Start of TEXT BLOCK

Although most new real estate investors focus almost exclusively on return on investment, learning how to make money in real estate is just as much about the speed of earning the returns.
How to make money in real estate using velocity of money
When buying a house to flip, new investors typically only look at costs versus profits. They add up all the expenses and then subtract those expenses from the after repair value (ARV) of the property to come up with a profit. They compare the potential profit with their costs to determine their rate of return.
But costs and profit are not the only metrics worth calculating when writing your business plan. You should also factor in how long the project will take to complete, using the scope of work as guidance.
In other words, instead of only looking at absolute return on investment, try also thinking in terms of monthly rate of return. Instead of just "I’ll earn an 8% ROI on this deal," consider "I’ll earn an 1.5% monthly rate of return on this deal."
Take a property that’s going through a full gut and renovation. It may need six months or longer just for the renovation stage of the project to be listed for sale. This is in addition to the period where the property is under contract to buy, as well as the marketing period.

End of TEXT BLOCK
Start of DATA EXCERPTS

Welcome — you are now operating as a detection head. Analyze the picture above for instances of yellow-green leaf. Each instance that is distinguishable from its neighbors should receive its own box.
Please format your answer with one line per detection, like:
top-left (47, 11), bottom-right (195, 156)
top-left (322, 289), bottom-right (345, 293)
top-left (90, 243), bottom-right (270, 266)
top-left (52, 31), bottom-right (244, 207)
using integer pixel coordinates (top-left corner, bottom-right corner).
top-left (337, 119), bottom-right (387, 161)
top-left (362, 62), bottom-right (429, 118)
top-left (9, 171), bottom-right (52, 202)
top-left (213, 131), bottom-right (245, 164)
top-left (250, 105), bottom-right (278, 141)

End of DATA EXCERPTS

DESCRIPTION OF THE TASK
List the periods of a property flip that the passage on making money in real estate names in its final paragraph.

RESULT FOR THIS EXERCISE
- The renovation stage
- The period where the property is under contract to buy
- The marketing period